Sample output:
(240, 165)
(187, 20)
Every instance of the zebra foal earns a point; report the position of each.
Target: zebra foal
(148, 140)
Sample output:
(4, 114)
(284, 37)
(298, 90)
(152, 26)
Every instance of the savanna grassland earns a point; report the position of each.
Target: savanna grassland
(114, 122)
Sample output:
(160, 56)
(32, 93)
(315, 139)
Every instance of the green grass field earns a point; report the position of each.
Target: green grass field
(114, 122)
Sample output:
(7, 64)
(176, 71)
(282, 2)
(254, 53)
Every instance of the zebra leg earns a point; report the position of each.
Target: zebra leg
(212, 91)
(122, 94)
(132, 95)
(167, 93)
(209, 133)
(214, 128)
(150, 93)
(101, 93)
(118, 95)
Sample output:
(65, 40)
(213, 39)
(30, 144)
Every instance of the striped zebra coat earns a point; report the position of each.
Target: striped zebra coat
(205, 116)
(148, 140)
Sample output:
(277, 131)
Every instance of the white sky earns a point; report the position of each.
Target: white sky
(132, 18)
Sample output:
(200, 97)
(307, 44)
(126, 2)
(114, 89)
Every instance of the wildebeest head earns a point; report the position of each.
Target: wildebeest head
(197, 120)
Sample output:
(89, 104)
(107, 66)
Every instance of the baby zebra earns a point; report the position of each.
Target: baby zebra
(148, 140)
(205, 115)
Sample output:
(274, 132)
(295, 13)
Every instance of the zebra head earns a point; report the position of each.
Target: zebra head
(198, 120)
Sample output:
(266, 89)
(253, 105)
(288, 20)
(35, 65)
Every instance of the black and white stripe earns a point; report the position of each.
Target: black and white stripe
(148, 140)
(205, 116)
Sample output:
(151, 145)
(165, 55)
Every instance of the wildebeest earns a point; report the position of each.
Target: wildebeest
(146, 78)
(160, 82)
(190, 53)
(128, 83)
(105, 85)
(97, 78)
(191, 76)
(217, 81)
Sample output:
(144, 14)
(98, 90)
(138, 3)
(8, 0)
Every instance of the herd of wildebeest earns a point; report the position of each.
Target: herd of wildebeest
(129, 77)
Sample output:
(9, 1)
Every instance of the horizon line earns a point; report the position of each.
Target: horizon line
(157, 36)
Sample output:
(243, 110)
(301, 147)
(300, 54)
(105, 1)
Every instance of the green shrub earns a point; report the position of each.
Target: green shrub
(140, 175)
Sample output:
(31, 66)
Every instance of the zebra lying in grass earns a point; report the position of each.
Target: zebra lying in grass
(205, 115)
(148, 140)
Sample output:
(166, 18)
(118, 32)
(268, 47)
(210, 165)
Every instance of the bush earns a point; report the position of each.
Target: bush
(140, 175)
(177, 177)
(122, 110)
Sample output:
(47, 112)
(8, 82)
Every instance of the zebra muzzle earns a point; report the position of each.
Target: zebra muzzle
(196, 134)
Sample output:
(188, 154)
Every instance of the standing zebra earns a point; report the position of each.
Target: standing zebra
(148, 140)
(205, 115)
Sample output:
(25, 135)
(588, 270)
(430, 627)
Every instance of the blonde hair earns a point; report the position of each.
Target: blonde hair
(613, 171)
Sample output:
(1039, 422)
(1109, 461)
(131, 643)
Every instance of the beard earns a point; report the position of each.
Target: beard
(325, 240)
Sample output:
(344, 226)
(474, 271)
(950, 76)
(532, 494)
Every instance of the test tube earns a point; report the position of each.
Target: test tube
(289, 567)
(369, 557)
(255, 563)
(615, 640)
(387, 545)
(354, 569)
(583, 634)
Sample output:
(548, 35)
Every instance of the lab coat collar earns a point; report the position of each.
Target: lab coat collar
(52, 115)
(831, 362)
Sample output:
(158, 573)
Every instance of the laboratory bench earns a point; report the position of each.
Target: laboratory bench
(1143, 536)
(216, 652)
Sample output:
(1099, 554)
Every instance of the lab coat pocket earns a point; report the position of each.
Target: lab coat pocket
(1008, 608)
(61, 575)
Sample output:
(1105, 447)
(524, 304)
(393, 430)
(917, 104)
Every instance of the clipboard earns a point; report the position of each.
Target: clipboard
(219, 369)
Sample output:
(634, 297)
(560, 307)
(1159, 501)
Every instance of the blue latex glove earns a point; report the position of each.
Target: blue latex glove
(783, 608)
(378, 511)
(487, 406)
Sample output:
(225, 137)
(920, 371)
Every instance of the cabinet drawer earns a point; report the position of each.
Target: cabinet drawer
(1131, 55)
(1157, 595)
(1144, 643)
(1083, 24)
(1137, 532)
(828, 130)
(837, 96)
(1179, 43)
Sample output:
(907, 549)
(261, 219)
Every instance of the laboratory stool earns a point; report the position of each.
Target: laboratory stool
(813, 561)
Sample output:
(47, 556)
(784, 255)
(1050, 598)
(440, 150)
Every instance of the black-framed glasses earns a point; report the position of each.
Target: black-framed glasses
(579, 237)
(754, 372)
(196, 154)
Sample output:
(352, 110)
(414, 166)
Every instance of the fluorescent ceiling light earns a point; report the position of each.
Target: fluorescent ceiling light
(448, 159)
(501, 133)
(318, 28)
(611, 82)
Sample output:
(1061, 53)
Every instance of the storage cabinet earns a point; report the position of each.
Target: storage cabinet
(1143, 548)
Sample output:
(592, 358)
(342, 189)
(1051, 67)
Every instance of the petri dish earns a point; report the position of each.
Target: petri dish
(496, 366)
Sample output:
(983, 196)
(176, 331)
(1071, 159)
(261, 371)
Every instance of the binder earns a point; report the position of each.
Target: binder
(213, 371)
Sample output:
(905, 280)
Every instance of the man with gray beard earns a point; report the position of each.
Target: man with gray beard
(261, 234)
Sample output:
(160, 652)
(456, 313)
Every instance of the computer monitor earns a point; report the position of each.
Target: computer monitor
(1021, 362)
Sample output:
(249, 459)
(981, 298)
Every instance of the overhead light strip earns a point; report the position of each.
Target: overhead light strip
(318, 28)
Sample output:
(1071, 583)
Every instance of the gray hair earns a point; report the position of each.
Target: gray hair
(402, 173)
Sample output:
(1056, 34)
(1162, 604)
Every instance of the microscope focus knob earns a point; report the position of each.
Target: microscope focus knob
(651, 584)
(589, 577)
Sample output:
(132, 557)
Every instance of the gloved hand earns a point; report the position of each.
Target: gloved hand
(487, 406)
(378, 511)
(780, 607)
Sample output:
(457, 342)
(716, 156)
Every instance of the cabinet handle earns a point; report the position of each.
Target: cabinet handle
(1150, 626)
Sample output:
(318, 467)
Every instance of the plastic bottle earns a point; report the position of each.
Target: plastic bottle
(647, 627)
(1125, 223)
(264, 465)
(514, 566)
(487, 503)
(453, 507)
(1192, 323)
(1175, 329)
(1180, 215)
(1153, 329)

=====

TASK REQUIREMENTS — Copy out each record, keeping every word as it is.

THE RESULT —
Sample output:
(240, 165)
(187, 20)
Every instance of the zebra foal earns a point; report the position of each.
Target: zebra foal
(148, 140)
Sample output:
(4, 114)
(284, 37)
(298, 90)
(152, 26)
Every instance of the savanna grassland earns a point; report the position of each.
Target: savanna grassland
(114, 122)
Sample output:
(160, 56)
(32, 93)
(315, 139)
Every instance of the green grass field earns a point; report the position of each.
Target: green grass field
(114, 122)
Sample output:
(7, 64)
(176, 71)
(282, 2)
(254, 53)
Every instance of the zebra leg earns a point; report the position of each.
Target: zebra leg
(212, 91)
(122, 94)
(132, 95)
(167, 93)
(209, 133)
(214, 128)
(150, 93)
(101, 93)
(118, 95)
Sample output:
(65, 40)
(213, 39)
(30, 144)
Every instance of the striped zebra coat earns a point; report the position of each.
Target: striped zebra coat
(205, 116)
(148, 140)
Sample output:
(277, 131)
Every instance of the white sky earns a point; report the position of each.
Target: white sky
(132, 18)
Sample output:
(200, 97)
(307, 44)
(126, 2)
(114, 89)
Every instance of the wildebeest head earns a point; report the position of each.
Target: wildebeest head
(197, 120)
Sample output:
(89, 104)
(107, 66)
Every instance of the baby zebra earns a point; report the position of each.
Target: baby zebra
(148, 140)
(205, 115)
Sample output:
(274, 132)
(295, 13)
Every instance of the zebra head earns a point; report the position of each.
Target: zebra head
(198, 120)
Sample output:
(266, 89)
(253, 105)
(288, 20)
(35, 65)
Every instance of the black and white stripe earns a point; report the position of each.
Target: black and white stripe
(148, 140)
(205, 116)
Sample output:
(151, 145)
(165, 55)
Every instance of the wildebeest earns a point; report the position of each.
Target: wildebeest
(146, 78)
(160, 82)
(190, 53)
(128, 83)
(105, 85)
(97, 78)
(191, 76)
(217, 81)
Sample output:
(144, 14)
(98, 90)
(138, 3)
(8, 0)
Every instance of the herd of wildebeest earns a point; report the position of each.
Target: herd of wildebeest
(129, 77)
Sample output:
(9, 1)
Every instance of the horizon line earns a point; report the position of each.
Target: horizon line
(157, 36)
Sample output:
(243, 110)
(301, 147)
(300, 54)
(105, 1)
Every instance of the green shrub earns a point; report the position of each.
Target: green shrub
(140, 175)
Sample output:
(31, 66)
Every instance of the zebra lying in grass earns a point; report the position of each.
Target: zebra lying in grass
(205, 115)
(148, 140)
Sample output:
(166, 18)
(118, 32)
(268, 47)
(210, 165)
Every instance of the bush earns a point; report the position of each.
Target: bush
(140, 175)
(177, 177)
(122, 110)
Sample output:
(47, 112)
(8, 82)
Every instance of the zebra muzzle earns a point; report the position of each.
Target: zebra muzzle
(196, 134)
Sample output:
(188, 154)
Every instance of the standing zebra earns a point; report the position of each.
Target: standing zebra
(148, 140)
(205, 115)
Sample output:
(25, 135)
(588, 270)
(430, 627)
Every instance of the blonde hair earns a point; report the position of each.
Target: blonde hair
(613, 171)
Sample output:
(1039, 422)
(1109, 461)
(131, 643)
Every instance of the beard earns a point; report the position of each.
Target: beard
(325, 240)
Sample output:
(344, 226)
(474, 271)
(950, 76)
(532, 494)
Every instance of the test tube earns a point; report the position of each.
Target: test tube
(289, 567)
(369, 557)
(255, 563)
(615, 640)
(387, 545)
(354, 569)
(583, 634)
Sample output:
(548, 35)
Every instance of the lab coat collar earns a point; report the position of each.
Target: lab coat collar
(52, 115)
(831, 362)
Sample output:
(158, 573)
Every instance of the laboratory bench earns a point; report the position of each.
Target: laboratory bench
(1143, 536)
(216, 652)
Sample output:
(1099, 554)
Every instance of the lab coat pocket earns a point; report the position of each.
Target: lab coat pocket
(1008, 608)
(61, 575)
Sample output:
(1105, 447)
(524, 304)
(393, 430)
(917, 104)
Every instance of the clipboard earns a point; report the position of each.
Target: clipboard
(219, 369)
Sample output:
(634, 297)
(560, 307)
(1159, 501)
Every instance of the blue latex glove earns a point; report the position of each.
Target: blue latex glove
(783, 608)
(378, 511)
(487, 406)
Sample output:
(225, 137)
(920, 371)
Every instance of the cabinet drawer earns a point; report the position of each.
Target: cabinet drawer
(1131, 55)
(1157, 595)
(1144, 643)
(1083, 24)
(1137, 532)
(828, 130)
(837, 96)
(1179, 43)
Sample output:
(907, 549)
(261, 219)
Every instance of the laboratory stool earns a point; report the position of each.
Target: laboratory stool
(813, 561)
Sample output:
(47, 556)
(784, 255)
(1050, 598)
(440, 150)
Every instance of the black-framed glasses earns a point; report the position of each.
Target: black-framed glasses
(579, 237)
(754, 372)
(196, 154)
Sample output:
(352, 110)
(414, 166)
Every instance of the fluorescent ceiling light earns a point; report the position of each.
Target: fluorescent ceiling light
(448, 159)
(501, 133)
(318, 28)
(611, 82)
Sample output:
(1061, 53)
Every instance of the storage cabinet earns a point; report the position of each.
Target: storage cabinet
(1143, 548)
Sample output:
(592, 358)
(342, 189)
(1051, 67)
Every instance of the petri dish earns a point; report the position of each.
Target: petri dish
(496, 366)
Sample output:
(983, 196)
(176, 331)
(1071, 159)
(261, 371)
Every instance of the binder earns a point; report the position of each.
Target: binder
(213, 371)
Sample output:
(905, 280)
Every instance of the man with gray beard earns a point; report the position of each.
Target: man with gray beard
(261, 234)
Sample output:
(160, 652)
(456, 313)
Every instance of the computer monitor earns a point; report the position of each.
Target: computer monitor
(1021, 362)
Sample output:
(249, 459)
(981, 298)
Every instance of the overhead light strip earns a point; report the position of each.
Target: overhead light strip
(318, 28)
Sample output:
(1071, 583)
Every instance of the gray hair earns a point; report the position of each.
Target: gray hair
(402, 173)
Sample output:
(1056, 34)
(1162, 604)
Every instance of the microscope focus knob earns a point; report the position of each.
Target: microscope focus knob
(651, 584)
(589, 577)
Sample output:
(132, 557)
Every instance of the gloved hand earns a point; report the position of each.
Target: gloved hand
(487, 406)
(378, 511)
(780, 607)
Sample output:
(457, 342)
(716, 156)
Every instance of the cabinet handle earns a point; report the position of each.
Target: cabinet handle
(1150, 626)
Sample output:
(318, 467)
Every instance of the plastic bottle earns a point; report the position of each.
Target: plastic bottle
(647, 627)
(1125, 223)
(264, 465)
(514, 566)
(487, 503)
(453, 507)
(1192, 323)
(1175, 329)
(1180, 215)
(1153, 329)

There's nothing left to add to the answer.